_EXTRACT_:
## Start
As mentioned above, there is a bug on the stored `graded_at` times and many times are overwritten by the `submitted_at` time, which is at the time of the quiz. The bug seems to affect TA comments and Fudge points.

In [None]:
import matplotlib.ticker as mtick

up_to_now = False
plt.figure(figsize=(15,10))
marker = 'o' if delta_t=='1s' else None 
g = sns.lineplot(data=df_graded_at, x="graded_at", y="progress", 
             hue="section_ta_first_name", drawstyle="steps-post", 
                 marker=marker, legend=None);
plt.xticks(rotation=30);
plt.axhline(y=100,c="k",zorder=0,lw=0.5,ls="--")

# deadline at end of Wednesday ET
# 5 hour difference between ET and UTC
grading_deadline = pd.to_datetime(earliest_times["graded_at"].min().date()) \
                                  + pd.DateOffset(days=9, hours=5)
print(grading_deadline)

plt.axvline(x=grading_deadline,c="k",zorder=0,lw=2.5,ls="--", label="Deadline")
if up_to_now:
    plt.axvline(x=datetime.utcnow(),c="m",zorder=0,lw=2.5,ls="-.", label="Present")
plt.ylim(0,100)
plt.title("{} Grading Progress".format(assignment.name.iloc[0]))

plt.xlabel("Graded At (UTC)");
lines = g.get_lines()
for index, ta_first in enumerate(ta_order):
    line_name = "Line2D(_line{})".format(index)
    line_2d = [x for x in lines if line_name==x.__str__()][0]
#     print(ta_first, line_2d.__str__())
    missing = int(total_submitted_ta.loc[ta_first] - 
                  df_status_ta.loc[ta_first].graded)
## End
_GIVEN DATA_:
## Start
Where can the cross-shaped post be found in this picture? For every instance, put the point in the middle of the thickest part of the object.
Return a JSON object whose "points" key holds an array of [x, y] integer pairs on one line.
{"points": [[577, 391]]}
## End
_REQUIRED WORK_:
1. Reproduce a passage of the grading-progress notebook excerpt. Begin at the words "plt.ylim(0,100)" and stop after "df_status_ta.loc[ta_first].graded)".
2. Extend the grading-progress notebook excerpt from where it ends.

_EXERCISE RESULTS_:
1.
plt.ylim(0,100)
plt.title("{} Grading Progress".format(assignment.name.iloc[0]))

plt.xlabel("Graded At (UTC)");
lines = g.get_lines()
for index, ta_first in enumerate(ta_order):
    line_name = "Line2D(_line{})".format(index)
    line_2d = [x for x in lines if line_name==x.__str__()][0]
#     print(ta_first, line_2d.__str__())
    missing = int(total_submitted_ta.loc[ta_first] - 
                  df_status_ta.loc[ta_first].graded)

2.
#     print(missing)
    line_2d.set_label("{} ({})".format(ta_first, missing))
plt.legend(loc='lower right')
plt.gca().yaxis.set_major_formatter(mtick.PercentFormatter())
plt.tight_layout()
plot_path = join(OUTPUT_DIR, "quiz_{}_grading_progress.png"
                             .format(quiz_number))
plt.savefig(plot_path, 
            facecolor='w', 
            transparent=False)

In [None]:
# add manually points to the line2d artists
# import numpy as np
# artists = plt.gca().get_children()

# for index, ta_first in enumerate(ta_order):
#     line_name = "Line2D(_line{})".format(index)
#     line_2d = [x for x in artists if line_name==x.__str__()][0]
#     print(ta_first, line_2d.__str__())
#     x_start = earliest_times.iloc[index]
#     y_start = 0
#     xdata = np.insert(line_2d.get_xdata(), obj=0, values=x_start)
#     print(xdata)
#     ydata = np.insert(line_2d.get_ydata(), obj=0, values=y_start)
#     line_2d.set_data
# item.set_data()